BEGIN Text section

HRI API Specification¶

The HRI consists of two separate APIs: the Management API and Apache Kafka.

Management API Specification¶

The Management API is defined using the OpenAPI 3.0 specification: management.yml. You can open the file directly or use a program such as IntelliJ or Swagger UI to view it.

HRI Tenants & Elasticsearch Indices¶

HRI has been designed with a multi-tenant cloud architecture. The API mainly contains methods for managing Tenants like creating, getting, and deleting. Each of these calls takes in the tenantId. The ID is appended with the suffix -batches to create an index in Elasticsearch, where all the batch metadata is stored.

A Get call without a tenantId will return a list of all tenants. The Get call, when given a tenantId, will return information on the Elastic index of a specific tenant. Below is a table of the fields returned by this call:

Field	Description
health	health of the Elastic cluster
status	status of the index, can be open or closed
index	the name of the index, which will be the tenantId with `-batches` appended to it
uuid	universally unique identifier
pri	number of primary shards
rep	number of replicas
docs.count	number of batches documents stored in the index
docs.deleted	number of batches documents deleted from the index
store.size	store size taken by primary and replica shards
pri.store.size	store size taken only by primary shards

Batches¶

The API contains methods for managing batches like creating, getting, and updating. Below is a table of the fields:

Field	Description
id	auto generated unique ID
name	name of the batch, provided by the Data Integrator
integratorId	unique ID of the Data Integrator that created this batch
topic	Kafka topic that contains the data, provided by the Data Integrator
dataType	the type of data, provided by the Data Integrator
status	status of the batch: [ started, sendCompleted, completed, terminated, failed ]
startDate	the date and time the batch was started
endDate	the date and time the batch was completed, terminated, or failed
expectedRecordCount	the number of records in the batch, provided by the Data Integrator when calling ‘sendComplete’
recordCount (deprecated)	the number of records in the batch, provided by the Data Integrator when calling ‘sendComplete’. Replaced by `expectedRecordCount` and deprecated in v2.0.0
actualRecordCount	the number of records received, calculated by validation processing
invalidThreshold	the number of invalid records allowed in this batch before the batch fails validation, provided by the Data Integrator; defaults to -1 (infinite)

END Text section
BEGIN Supplied material

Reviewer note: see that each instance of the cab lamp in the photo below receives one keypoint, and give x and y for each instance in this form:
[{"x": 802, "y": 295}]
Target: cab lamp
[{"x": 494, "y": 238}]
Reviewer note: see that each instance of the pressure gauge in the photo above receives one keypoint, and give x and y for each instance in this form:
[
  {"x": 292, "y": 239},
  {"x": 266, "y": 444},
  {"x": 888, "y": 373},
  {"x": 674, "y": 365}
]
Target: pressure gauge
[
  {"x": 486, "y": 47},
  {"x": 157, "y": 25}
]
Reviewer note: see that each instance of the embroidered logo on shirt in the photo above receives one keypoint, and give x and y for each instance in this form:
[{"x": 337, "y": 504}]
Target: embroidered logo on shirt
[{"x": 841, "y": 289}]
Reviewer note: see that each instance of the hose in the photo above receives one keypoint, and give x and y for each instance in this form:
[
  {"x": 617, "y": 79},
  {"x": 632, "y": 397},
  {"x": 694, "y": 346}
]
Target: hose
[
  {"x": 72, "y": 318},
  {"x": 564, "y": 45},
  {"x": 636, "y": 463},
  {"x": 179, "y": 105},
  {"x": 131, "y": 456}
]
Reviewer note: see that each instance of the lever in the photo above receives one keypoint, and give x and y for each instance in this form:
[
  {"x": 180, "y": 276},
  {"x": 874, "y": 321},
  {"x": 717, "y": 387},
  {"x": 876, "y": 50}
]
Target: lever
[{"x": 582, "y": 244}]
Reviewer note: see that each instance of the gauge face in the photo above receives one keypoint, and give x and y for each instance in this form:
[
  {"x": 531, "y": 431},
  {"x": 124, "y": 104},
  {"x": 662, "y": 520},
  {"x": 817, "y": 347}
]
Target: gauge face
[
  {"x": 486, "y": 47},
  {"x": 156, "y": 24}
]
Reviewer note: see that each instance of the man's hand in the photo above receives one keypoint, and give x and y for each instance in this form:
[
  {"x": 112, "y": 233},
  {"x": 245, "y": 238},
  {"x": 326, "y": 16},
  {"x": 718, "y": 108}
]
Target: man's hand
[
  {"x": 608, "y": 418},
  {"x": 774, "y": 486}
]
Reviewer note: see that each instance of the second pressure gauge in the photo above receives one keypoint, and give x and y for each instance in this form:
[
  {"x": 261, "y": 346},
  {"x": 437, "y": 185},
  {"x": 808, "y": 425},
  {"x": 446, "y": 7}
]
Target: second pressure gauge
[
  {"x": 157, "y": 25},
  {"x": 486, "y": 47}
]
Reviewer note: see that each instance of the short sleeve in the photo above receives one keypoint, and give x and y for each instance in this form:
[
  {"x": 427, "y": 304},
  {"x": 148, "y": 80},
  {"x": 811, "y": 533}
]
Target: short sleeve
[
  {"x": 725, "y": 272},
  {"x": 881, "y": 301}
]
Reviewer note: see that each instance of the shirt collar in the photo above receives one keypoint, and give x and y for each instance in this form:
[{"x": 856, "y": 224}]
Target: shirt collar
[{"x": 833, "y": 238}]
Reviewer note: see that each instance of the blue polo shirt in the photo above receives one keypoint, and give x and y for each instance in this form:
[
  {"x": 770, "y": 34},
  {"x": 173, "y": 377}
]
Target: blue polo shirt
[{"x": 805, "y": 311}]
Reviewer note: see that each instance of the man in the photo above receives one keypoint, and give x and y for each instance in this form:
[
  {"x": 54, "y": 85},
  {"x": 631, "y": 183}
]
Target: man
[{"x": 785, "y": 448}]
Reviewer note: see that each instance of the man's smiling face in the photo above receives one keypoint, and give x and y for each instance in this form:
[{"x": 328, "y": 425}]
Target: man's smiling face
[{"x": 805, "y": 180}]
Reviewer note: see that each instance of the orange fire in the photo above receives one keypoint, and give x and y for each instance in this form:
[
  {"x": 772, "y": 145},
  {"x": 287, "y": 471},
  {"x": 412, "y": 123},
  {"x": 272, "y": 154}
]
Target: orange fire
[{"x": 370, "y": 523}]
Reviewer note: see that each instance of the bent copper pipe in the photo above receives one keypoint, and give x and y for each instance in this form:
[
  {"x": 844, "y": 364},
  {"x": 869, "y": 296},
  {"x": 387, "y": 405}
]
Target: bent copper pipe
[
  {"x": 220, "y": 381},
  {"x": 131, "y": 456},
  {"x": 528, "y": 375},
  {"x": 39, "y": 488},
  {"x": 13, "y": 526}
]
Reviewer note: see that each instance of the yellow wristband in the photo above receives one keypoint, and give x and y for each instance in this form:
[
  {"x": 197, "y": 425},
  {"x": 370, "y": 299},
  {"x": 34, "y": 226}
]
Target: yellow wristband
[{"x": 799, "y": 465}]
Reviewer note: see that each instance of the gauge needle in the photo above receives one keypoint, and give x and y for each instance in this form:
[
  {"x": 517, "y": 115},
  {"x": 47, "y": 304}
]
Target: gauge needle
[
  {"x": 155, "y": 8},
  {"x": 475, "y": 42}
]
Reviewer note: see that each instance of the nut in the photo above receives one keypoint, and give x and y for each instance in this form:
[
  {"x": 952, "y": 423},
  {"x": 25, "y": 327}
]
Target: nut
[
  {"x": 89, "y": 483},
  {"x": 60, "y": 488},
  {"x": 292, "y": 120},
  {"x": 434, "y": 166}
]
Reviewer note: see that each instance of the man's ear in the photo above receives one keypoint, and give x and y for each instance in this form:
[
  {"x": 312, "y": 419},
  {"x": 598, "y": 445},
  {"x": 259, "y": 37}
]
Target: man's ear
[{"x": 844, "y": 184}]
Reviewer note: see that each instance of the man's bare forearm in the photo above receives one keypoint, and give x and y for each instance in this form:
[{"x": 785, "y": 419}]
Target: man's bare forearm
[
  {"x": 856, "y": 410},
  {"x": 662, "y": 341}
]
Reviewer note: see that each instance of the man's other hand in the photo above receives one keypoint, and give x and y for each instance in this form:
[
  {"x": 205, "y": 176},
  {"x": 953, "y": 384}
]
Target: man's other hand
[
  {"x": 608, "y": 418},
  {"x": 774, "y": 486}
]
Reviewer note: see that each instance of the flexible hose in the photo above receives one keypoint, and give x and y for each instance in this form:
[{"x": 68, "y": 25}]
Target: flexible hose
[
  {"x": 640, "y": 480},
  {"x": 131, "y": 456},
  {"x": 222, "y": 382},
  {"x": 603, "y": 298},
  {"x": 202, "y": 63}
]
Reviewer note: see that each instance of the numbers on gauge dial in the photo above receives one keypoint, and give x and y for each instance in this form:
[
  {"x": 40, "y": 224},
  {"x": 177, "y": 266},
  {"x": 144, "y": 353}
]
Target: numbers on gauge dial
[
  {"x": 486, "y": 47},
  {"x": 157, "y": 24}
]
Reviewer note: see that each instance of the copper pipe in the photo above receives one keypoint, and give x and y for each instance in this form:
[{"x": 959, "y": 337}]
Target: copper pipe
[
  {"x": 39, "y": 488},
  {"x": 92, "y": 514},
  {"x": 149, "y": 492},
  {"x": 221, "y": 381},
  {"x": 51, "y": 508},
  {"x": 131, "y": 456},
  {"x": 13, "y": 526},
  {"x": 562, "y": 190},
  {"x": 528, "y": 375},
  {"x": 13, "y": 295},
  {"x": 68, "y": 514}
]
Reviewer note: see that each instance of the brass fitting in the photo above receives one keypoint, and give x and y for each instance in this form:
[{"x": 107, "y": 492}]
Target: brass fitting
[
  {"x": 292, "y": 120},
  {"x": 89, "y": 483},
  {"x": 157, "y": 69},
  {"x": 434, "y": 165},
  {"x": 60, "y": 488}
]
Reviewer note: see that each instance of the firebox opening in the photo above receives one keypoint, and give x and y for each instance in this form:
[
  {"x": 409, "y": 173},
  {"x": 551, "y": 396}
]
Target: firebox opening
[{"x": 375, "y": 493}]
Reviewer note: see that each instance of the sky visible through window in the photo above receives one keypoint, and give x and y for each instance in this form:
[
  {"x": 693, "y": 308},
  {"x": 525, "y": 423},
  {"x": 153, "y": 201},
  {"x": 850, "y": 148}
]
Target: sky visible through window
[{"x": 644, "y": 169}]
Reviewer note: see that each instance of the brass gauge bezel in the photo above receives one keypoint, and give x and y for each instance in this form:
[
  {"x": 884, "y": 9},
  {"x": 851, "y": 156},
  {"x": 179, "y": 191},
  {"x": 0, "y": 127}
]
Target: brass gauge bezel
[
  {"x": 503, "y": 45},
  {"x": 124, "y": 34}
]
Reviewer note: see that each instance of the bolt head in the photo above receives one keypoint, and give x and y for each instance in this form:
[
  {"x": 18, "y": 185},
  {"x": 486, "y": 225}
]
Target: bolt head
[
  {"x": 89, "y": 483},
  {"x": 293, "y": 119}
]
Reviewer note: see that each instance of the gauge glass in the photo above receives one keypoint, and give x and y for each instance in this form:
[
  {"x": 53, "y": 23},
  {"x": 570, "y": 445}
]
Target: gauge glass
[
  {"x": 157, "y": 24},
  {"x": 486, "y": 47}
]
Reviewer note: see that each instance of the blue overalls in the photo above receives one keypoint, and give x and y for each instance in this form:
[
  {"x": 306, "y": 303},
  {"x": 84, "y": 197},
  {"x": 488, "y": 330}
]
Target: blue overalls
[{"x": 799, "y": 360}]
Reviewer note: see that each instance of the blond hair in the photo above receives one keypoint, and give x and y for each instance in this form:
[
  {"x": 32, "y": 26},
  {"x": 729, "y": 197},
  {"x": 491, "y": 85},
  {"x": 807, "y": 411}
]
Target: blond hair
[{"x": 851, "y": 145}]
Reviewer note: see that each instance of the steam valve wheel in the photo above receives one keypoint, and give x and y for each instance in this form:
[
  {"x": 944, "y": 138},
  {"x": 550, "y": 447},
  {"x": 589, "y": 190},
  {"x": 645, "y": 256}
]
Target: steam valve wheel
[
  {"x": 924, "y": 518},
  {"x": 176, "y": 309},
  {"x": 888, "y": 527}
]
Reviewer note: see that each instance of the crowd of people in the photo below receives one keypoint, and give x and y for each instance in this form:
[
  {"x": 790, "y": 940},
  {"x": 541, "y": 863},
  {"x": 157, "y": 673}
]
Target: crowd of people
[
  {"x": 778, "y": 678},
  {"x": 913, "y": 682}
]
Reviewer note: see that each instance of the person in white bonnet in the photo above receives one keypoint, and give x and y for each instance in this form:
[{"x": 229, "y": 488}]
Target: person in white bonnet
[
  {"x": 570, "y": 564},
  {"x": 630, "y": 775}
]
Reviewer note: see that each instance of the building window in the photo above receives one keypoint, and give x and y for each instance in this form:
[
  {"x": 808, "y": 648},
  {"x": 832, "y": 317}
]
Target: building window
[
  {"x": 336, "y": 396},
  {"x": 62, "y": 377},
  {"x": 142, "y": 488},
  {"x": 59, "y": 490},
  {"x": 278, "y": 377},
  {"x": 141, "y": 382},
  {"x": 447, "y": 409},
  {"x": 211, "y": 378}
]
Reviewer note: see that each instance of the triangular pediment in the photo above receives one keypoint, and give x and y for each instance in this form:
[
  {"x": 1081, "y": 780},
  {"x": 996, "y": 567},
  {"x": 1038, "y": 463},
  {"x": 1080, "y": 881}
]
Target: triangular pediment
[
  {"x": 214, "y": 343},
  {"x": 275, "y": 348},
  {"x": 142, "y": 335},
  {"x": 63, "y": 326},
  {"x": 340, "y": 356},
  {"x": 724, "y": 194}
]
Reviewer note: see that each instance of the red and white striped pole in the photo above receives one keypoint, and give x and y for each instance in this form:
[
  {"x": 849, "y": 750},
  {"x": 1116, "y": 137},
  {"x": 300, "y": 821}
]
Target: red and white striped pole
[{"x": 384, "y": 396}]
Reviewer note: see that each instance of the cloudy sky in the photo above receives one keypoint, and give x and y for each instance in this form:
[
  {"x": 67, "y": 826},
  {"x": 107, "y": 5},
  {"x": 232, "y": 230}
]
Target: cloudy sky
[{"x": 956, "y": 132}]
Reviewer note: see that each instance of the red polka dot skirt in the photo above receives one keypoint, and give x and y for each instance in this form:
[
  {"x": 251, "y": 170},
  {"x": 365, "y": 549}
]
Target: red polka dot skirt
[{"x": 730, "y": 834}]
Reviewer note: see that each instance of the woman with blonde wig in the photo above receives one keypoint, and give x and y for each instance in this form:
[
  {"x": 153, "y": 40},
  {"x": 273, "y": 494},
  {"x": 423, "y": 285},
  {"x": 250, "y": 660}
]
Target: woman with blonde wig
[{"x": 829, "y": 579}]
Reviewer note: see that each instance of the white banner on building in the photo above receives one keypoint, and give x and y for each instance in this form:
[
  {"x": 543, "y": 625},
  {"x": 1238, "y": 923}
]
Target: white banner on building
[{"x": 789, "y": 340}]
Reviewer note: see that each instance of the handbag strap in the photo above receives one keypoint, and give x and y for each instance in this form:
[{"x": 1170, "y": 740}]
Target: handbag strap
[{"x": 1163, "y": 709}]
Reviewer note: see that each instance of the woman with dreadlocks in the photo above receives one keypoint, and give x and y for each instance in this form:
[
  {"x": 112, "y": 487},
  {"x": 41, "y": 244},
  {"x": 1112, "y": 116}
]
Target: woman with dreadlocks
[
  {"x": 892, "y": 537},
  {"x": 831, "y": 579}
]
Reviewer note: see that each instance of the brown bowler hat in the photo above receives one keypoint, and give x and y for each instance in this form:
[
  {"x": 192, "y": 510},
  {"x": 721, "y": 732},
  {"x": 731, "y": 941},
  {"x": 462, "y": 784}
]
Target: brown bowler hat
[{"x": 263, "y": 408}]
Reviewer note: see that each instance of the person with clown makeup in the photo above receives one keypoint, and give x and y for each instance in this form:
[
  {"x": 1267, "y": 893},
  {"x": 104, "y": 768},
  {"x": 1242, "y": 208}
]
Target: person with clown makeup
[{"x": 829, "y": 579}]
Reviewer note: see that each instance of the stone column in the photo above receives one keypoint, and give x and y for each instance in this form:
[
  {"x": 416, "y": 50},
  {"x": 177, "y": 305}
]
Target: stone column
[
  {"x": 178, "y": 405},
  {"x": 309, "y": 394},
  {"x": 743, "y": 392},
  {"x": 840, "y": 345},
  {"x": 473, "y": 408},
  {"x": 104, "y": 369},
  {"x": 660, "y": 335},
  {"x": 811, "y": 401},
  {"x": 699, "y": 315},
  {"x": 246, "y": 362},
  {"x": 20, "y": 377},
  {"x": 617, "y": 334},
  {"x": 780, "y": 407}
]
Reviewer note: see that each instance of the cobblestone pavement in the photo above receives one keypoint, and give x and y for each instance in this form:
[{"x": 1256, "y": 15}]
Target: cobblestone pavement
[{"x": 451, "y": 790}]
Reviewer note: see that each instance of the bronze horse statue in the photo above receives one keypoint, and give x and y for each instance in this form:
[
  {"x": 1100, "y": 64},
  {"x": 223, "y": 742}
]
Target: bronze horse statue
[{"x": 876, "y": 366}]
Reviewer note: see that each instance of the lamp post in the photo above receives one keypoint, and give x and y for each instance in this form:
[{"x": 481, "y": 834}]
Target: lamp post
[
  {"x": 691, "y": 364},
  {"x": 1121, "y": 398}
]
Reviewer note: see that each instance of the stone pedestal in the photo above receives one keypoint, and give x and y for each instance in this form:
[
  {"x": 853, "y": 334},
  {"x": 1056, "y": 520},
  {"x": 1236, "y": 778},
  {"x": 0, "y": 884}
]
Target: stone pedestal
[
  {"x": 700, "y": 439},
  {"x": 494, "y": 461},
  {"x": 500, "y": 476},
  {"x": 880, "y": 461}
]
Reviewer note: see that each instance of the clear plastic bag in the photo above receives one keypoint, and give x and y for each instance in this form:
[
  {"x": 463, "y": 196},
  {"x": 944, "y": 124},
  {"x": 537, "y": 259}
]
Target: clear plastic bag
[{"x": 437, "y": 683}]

END Supplied material

Challenge —
Please reproduce the HRI API specification word for word, starting at "HRI API Specification¶" and ending at "to view it.". You can complete this without the records.

Answer to this exercise —
HRI API Specification¶

The HRI consists of two separate APIs: the Management API and Apache Kafka.

Management API Specification¶

The Management API is defined using the OpenAPI 3.0 specification: management.yml. You can open the file directly or use a program such as IntelliJ or Swagger UI to view it.